Gerda Karl, 53, perdeu mãe, pai, marido, filho e outra filha, grávida de sete meses; só restou o filho de 22 anos, Nilberto
Ao ver o helicóptero de resgate, sobreviventes avançam e, aos prantos, pedem à reportagem informações de parentes
VINÍCIUS QUEIROZ GALVÃO
ENVIADO ESPECIAL A NAVEGANTES
Na clareira improvisada num
campo de futebol da zona rural
de Ilhota, cidade vizinha a Navegantes, um grupo de desabrigados, ali desde a noite de domingo ou a manhã de segunda,
começa a ser resgatado pelo ar
por uma missão do Exército,
acompanhada pela Folha.
Tão logo o helicóptero pousa,
parte deles avança sobre a reportagem, apesar do risco das
hélices em funcionamento.
Muitos choram. Sem saber
quem chegava -Cruz Vermelha ou Defesa Civil-, perguntam sobre os perigos que correm se permanecerem ali.
Todos apontam uma mulher
desolada. É Gerda Karl, 53.
Perdeu mãe, pai, marido, filho
e outra filha, grávida de sete
meses. Só restou o filho de 22
anos, Nilberto, com quem conseguiu pular pela janela quando a enxurrada levou a casa
morro abaixo. E, com a casa,
também foram soterrados o
carro e quatro vacas, de onde a
família tirava a subsistência na
produção de queijos, vendidos
em pequenas padarias.
"Ali não dá mais para voltar.
___
Objetivo 1 ▸
Devolva sem nenhuma alteração tudo o que vai do início dos registros até a linha que contém "829L955 872L968 938L977", incluindo ambas as extremidades.

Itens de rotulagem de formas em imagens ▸
___
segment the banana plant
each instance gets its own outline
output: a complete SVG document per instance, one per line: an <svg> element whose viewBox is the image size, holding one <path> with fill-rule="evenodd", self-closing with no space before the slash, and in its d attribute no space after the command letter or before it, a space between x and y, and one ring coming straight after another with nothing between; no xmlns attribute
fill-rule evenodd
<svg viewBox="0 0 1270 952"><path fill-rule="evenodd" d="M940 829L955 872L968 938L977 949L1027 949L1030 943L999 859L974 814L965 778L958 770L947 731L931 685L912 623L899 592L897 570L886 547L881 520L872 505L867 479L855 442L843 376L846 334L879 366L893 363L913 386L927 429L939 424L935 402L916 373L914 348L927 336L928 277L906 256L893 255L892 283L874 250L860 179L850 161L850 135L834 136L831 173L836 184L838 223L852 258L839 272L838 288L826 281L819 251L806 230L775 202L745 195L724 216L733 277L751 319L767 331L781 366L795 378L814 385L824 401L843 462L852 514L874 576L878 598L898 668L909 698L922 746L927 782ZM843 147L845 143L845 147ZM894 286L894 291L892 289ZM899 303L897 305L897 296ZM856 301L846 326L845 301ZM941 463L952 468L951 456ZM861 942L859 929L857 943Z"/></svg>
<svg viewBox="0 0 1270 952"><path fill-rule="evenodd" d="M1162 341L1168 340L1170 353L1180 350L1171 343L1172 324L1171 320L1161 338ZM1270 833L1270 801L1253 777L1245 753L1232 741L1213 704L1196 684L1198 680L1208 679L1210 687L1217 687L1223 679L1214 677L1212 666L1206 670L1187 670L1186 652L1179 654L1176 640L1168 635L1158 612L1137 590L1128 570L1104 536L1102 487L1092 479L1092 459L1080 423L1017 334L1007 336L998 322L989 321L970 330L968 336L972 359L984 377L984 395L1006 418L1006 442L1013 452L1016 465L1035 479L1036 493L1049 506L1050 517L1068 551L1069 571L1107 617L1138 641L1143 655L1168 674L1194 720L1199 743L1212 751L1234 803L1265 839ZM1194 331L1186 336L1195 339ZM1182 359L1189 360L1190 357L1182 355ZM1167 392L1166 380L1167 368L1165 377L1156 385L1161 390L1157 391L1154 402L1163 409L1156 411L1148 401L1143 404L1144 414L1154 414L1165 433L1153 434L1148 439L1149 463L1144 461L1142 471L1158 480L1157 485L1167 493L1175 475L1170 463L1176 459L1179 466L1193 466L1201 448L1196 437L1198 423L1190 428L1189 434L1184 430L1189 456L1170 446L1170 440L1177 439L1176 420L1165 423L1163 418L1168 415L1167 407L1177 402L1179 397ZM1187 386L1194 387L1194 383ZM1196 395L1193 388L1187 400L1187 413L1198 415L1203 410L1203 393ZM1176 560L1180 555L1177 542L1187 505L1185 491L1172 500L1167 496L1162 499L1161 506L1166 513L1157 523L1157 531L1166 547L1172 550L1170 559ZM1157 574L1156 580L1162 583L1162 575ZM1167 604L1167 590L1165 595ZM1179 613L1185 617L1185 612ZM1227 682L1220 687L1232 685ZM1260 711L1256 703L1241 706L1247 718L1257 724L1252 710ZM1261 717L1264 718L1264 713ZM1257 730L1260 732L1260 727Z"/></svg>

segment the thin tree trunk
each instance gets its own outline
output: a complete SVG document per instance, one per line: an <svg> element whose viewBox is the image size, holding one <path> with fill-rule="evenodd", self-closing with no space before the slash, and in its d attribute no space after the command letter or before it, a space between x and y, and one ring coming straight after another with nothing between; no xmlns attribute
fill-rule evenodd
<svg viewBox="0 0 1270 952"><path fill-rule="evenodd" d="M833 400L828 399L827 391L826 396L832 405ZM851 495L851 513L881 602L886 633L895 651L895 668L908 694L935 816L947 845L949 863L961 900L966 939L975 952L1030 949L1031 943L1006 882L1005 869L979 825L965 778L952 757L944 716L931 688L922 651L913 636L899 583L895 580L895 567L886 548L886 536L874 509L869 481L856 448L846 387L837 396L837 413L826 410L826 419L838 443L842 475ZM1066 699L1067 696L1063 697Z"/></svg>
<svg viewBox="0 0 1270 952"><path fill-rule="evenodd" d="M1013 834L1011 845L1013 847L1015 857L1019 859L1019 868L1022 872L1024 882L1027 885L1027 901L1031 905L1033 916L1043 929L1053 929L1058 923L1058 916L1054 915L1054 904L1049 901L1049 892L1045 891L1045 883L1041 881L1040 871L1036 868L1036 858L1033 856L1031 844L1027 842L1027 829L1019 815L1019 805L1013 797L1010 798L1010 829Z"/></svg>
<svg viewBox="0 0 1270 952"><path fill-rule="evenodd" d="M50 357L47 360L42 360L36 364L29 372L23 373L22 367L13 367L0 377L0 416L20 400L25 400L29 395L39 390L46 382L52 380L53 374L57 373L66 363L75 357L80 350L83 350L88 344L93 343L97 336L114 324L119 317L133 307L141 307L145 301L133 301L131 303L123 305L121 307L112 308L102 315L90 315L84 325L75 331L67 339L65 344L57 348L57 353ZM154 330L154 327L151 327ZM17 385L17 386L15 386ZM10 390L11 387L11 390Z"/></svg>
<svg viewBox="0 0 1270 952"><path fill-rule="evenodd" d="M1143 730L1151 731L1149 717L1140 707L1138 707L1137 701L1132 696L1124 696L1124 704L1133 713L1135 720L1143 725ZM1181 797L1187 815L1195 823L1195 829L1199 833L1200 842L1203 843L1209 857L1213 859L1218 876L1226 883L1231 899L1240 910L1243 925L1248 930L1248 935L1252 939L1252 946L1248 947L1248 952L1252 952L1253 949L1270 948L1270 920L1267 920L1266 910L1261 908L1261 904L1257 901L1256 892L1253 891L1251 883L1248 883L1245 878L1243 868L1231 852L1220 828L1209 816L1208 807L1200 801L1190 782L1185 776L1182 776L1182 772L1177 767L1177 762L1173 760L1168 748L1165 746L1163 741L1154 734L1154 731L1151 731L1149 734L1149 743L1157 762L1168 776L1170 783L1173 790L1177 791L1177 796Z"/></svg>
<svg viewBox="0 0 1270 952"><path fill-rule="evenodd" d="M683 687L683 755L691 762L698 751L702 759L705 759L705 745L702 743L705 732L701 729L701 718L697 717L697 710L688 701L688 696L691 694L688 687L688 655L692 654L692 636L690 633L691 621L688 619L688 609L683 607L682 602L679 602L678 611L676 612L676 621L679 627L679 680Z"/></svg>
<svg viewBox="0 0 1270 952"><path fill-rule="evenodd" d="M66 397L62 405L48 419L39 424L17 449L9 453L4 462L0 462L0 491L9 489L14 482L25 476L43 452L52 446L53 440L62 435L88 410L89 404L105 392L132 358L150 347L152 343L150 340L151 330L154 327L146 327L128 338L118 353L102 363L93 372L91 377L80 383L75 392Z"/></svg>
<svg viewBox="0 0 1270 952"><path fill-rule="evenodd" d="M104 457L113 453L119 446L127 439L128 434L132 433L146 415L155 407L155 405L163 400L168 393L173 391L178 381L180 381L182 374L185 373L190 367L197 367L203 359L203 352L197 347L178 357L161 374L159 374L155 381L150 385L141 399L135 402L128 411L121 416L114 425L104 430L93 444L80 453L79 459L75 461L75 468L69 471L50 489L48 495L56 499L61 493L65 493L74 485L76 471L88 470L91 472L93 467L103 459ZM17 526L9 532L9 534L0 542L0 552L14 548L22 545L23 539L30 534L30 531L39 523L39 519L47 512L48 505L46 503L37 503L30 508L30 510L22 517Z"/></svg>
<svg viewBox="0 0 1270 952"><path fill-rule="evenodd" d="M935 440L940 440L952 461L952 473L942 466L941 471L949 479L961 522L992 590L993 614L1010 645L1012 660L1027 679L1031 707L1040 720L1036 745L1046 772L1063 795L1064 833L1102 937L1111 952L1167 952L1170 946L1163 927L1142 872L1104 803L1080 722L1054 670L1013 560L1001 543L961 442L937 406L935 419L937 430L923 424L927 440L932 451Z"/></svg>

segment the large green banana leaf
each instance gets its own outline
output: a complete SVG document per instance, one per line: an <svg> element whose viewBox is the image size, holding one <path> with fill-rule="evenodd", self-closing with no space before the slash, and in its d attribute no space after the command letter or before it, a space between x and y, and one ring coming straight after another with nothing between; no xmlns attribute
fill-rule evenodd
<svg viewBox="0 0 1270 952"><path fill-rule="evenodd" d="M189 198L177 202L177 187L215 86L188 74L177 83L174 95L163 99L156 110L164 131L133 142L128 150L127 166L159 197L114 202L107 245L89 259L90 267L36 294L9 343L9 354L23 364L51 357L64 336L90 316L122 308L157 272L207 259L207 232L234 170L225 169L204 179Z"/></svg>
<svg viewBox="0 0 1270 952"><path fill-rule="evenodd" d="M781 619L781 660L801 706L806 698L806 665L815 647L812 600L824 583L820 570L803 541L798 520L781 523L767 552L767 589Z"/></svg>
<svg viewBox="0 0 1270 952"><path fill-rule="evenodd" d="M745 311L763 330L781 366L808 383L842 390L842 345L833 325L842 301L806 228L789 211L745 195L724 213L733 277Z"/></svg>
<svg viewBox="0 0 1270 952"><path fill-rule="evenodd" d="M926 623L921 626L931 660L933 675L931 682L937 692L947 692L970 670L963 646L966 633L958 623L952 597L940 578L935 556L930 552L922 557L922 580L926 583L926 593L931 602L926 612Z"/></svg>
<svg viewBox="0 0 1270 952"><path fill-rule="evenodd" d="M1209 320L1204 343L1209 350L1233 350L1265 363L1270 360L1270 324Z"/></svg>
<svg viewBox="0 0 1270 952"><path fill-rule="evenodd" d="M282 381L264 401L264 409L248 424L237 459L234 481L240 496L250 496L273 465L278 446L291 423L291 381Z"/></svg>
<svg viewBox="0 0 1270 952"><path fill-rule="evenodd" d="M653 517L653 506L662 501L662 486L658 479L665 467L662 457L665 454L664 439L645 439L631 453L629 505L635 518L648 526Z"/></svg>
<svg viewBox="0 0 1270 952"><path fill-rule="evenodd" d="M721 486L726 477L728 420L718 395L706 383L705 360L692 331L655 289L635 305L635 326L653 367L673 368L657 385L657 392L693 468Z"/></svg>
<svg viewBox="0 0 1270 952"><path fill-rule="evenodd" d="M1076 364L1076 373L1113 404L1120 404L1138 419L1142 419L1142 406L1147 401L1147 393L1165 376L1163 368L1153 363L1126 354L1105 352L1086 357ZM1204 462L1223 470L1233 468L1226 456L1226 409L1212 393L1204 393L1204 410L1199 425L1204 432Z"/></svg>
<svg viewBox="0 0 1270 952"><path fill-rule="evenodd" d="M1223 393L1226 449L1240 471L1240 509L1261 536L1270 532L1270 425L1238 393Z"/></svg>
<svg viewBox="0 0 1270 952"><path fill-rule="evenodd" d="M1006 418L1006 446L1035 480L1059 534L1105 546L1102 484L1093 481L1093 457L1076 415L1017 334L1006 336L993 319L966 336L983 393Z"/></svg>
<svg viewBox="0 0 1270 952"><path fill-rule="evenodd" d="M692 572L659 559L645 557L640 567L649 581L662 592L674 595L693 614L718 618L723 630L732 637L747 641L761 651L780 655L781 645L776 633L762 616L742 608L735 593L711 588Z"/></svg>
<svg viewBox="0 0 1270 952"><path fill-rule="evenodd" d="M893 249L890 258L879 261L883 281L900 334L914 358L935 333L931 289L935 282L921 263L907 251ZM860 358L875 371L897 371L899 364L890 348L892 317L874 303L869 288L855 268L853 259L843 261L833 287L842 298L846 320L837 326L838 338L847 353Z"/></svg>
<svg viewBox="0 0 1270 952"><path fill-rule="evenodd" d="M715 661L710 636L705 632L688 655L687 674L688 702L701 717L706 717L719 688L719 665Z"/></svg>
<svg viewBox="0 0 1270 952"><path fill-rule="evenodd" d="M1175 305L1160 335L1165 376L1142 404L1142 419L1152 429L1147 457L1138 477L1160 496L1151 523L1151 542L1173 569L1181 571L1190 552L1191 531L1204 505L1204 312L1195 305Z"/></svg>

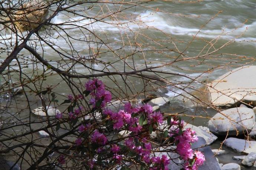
___
Objetivo 2 ▸
Traduza para o inglês esta frase do texto sobre os desabrigados de Ilhota: "Tão logo o helicóptero pousa, parte deles avança sobre a reportagem, apesar do risco das hélices em funcionamento."

Resultado do exercício 1 ▸
segment the banana plant
each instance gets its own outline
output: a complete SVG document per instance, one per line: an <svg> element whose viewBox is the image size, holding one <path> with fill-rule="evenodd", self-closing with no space before the slash, and in its d attribute no space after the command letter or before it, a space between x and y, and one ring coming straight after another with nothing between; no xmlns attribute
fill-rule evenodd
<svg viewBox="0 0 1270 952"><path fill-rule="evenodd" d="M940 829L955 872L968 938L977 949L1027 949L1030 943L999 859L974 814L965 778L958 770L947 731L931 685L912 623L899 592L897 570L886 547L881 520L872 505L867 479L855 442L843 376L846 334L879 366L893 363L913 386L927 429L939 424L935 402L916 373L914 348L927 336L928 277L906 256L893 255L892 283L874 250L860 179L850 161L850 135L834 136L831 173L836 184L838 223L852 258L839 272L838 288L826 281L819 251L806 230L775 202L745 195L724 216L733 277L751 319L767 331L781 366L795 378L814 385L824 401L843 462L852 514L874 576L878 598L898 668L909 698L922 746L927 782ZM843 147L845 143L845 147ZM894 286L894 291L892 289ZM899 303L897 305L897 296ZM856 301L846 326L845 301ZM941 463L952 468L951 456ZM861 942L859 929L857 943Z"/></svg>

Resultado do exercício 2 ▸
As soon as the helicopter lands, some of them rush toward the reporters, despite the danger of the spinning rotors.